→ **CONSIGNA**
Por favor, vuelve a escribir el comentario entre "Si es verdad" y "los celos profesorales.", ambos incluidos, y sustituye "monstruoso" por "enorme".

→ **TEXTO FUENTE**
Publicado en La Tribuna de Albacete el 23/5/2014
1 comentario:
Cabe la posibilidad de que las cosas no sean como parecen.
Me cuentan que esos cuerpos estaban en el "secadero". Una vez hundidos en formol y utilizados por los alumnos, es necesario que se sequen. Si se incineran sin ese proceso, la explosión puede ser monumental, como si pretendes hacer una hoguera con un bidón de alcohol.
Parece -según me dicen- que la denuncia del "holocausto" procede de un departamento de Anatomía que no utiliza cuerpos y que se vengaba así (celos profesionales) del departamento que sí utiliza cuerpos y que -parece- está mucho mejor valorado por los alumnos que el que utiliza solo la teoría.
Me dicen que lo que no funciona bien es que el encargado de la incineradora se jubiló y la universidad no tenía fondos para reponer ese puesto de trabajo.
Si es verdad lo que me dicen, estamos ante un monstruoso ejemplo... pero no de lo que parece a primera vista sino de manipulación informativa azuzada por los celos profesorales.

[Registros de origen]
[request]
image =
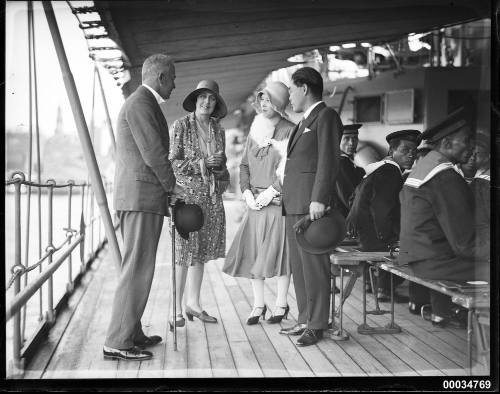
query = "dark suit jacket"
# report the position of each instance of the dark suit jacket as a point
(312, 161)
(143, 173)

→ **RESPUESTA DEL EJERCICIO**
Si es verdad lo que me dicen, estamos ante un enorme ejemplo... pero no de lo que parece a primera vista sino de manipulación informativa azuzada por los celos profesorales.